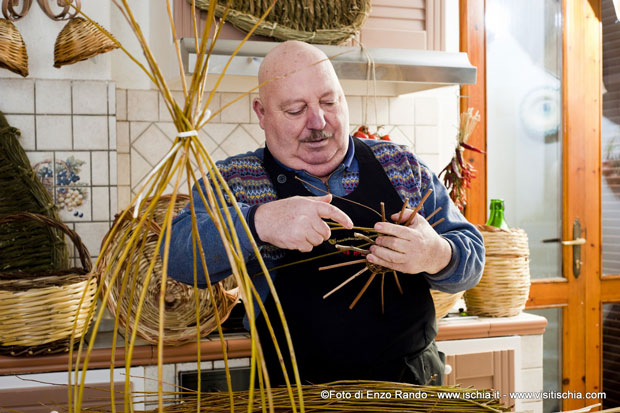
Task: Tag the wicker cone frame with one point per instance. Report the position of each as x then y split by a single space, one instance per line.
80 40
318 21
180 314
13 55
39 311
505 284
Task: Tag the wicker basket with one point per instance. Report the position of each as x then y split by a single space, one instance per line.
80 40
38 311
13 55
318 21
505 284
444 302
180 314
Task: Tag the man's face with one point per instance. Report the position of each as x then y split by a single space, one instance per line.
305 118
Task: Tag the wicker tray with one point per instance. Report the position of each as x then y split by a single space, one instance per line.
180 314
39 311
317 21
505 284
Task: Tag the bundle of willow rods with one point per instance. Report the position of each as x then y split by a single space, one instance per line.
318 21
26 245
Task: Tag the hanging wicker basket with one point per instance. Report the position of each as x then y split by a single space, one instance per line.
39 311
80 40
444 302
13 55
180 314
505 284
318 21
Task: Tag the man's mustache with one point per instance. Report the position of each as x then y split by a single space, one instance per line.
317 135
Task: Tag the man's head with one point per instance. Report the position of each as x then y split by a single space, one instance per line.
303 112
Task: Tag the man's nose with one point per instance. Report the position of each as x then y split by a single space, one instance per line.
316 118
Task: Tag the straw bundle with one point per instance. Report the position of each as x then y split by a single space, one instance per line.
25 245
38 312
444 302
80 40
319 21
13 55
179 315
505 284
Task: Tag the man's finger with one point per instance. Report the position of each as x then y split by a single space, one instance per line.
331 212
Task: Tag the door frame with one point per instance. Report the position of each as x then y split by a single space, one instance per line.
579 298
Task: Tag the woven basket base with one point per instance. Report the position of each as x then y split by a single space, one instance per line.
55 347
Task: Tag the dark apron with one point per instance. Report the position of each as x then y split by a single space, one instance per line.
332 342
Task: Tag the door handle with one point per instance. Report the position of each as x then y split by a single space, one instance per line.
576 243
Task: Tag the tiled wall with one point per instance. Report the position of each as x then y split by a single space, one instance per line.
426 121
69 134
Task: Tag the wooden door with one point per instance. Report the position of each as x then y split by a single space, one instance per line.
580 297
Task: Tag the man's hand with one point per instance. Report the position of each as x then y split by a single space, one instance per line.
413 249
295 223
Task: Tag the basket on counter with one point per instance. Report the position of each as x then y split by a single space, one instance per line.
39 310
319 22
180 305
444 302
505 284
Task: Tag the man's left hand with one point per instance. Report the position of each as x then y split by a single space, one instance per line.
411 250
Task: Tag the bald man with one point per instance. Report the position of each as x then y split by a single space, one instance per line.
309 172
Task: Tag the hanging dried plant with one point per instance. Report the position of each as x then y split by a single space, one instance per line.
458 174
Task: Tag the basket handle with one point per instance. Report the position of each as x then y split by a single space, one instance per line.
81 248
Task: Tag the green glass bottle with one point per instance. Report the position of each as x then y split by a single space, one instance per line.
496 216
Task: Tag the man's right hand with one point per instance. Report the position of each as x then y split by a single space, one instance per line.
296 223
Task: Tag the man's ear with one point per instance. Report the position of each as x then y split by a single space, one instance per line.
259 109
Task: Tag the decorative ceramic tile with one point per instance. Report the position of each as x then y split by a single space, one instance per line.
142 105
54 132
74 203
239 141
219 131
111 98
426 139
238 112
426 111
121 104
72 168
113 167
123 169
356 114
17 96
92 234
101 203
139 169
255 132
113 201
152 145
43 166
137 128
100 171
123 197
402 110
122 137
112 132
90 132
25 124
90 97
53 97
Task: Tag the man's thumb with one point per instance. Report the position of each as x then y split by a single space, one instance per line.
|---|
== What the exercise asks ==
Leaving out the pictures, repeat the data above exactly.

== Response ==
Task: Tag the wicker cone frame with one point per instance. Report the position of each as x then y split by a single space, one instance per line.
80 40
318 21
180 314
13 55
39 311
505 284
Task: Tag the wicker basket with one point per instance. Report the position of each as x then y split by a single space, one instance per line.
80 40
38 311
13 55
318 21
505 284
444 302
180 314
Task: Tag the man's face with one point per instance. Report the position of each as x then y split by a single space, one instance per line.
305 118
Task: Tag the wicker tray with one point per instance. Report the position of each as x then y split by a single space, one instance per line.
180 314
39 311
317 21
505 284
Task: Tag the bundle of willow rods with one point per instance. Report the position of each as x then y split by a single space, one instance per line.
318 21
26 245
Task: Tag the hanging wicker basket with one point per instance. Report the position of each as x then y split by a single space, one instance per line.
39 311
80 40
444 302
13 55
180 314
505 284
318 21
Task: Tag the man's mustache with one point per instance. Report the position of each as x then y split by a single space, one instance per line.
317 135
Task: Tag the man's head with one point per instance. Report the position of each as x then y split by a single space, one instance per line.
303 112
Task: Tag the man's nose with one point per instance. Report the position of each as x then y split by a single space, one instance per line.
316 118
Task: Tag the straw bundle with one point per instance. Report the position of each as x then y split by a single space, one instance per line.
25 245
38 312
444 302
80 40
319 21
13 55
179 315
505 284
Task: Tag the man's finger with one point per instance. Report the position of each as x then y split by a single space, one instance per line.
331 212
Task: Tag the door frame with one point per instance. Report the position of each as x then y split by a single space, one instance per line.
579 298
Task: Tag the woven basket base with one point per instance. Report the position of each as x then y split by a single space, one instance per line.
55 347
Task: Tag the dark apron with one point per instance. Report the position of each as x then y split by a single space, one instance per line.
332 342
Task: Tag the door handle with one point per instance. Report the position of each as x then y split by a single space, one instance per line.
576 243
Task: Tag the tiled wall with one point per instance. Report the position of each as x then y split by a single space, one instance per line.
426 121
69 134
Task: Tag the wooden door with one point per instance. Report the position of each as x then y split by a single space, one instance per line.
580 297
Task: Tag the man's hand with one point per instance. Report the position of each as x then y split by a single space, one instance per line.
413 249
295 223
Task: Tag the basket on counter with one point per instance. Report the position of each as x then y split by a single space, one instance per line.
39 310
319 22
180 305
444 302
505 284
Task: Tag the man's left hand with one point per instance. Report the position of each as x then y split by a single space, one instance per line.
411 250
Task: Tag the bald man with one point per instance. Report the position of each as x then y split by a single space, one instance per line.
309 172
Task: Tag the hanging dried plant with one point per instance. Report the position of each as x then y split by a single space, one instance per line.
458 174
Task: Tag the basket handle with one point per instance. Report the position of each as x then y split by a single space, one instance per line.
81 248
Task: Tag the green glass bottle with one point per instance. Report the position of each as x then y split by a single space, one instance per line.
496 216
Task: Tag the man's right hand with one point per instance. Report the position of each as x then y split by a single space, one instance per line.
296 223
Task: Tag the man's ear with one point per instance. Report the position of each as x then y split by a single space, one instance per line.
259 109
Task: Tag the decorative ceramic tile with one point per instance. Report the position of each as x then y split by a single space, one instance per line.
142 105
54 132
74 203
239 141
219 131
111 98
426 139
238 112
426 111
121 104
72 168
113 167
123 169
356 114
17 96
92 234
101 203
139 169
255 132
113 201
152 145
43 166
137 128
100 171
123 197
402 110
122 137
112 132
90 132
25 124
90 97
53 97
Task: Tag the man's thumb with one point per instance. Report the position of each as x then y split by a single space, one instance per line.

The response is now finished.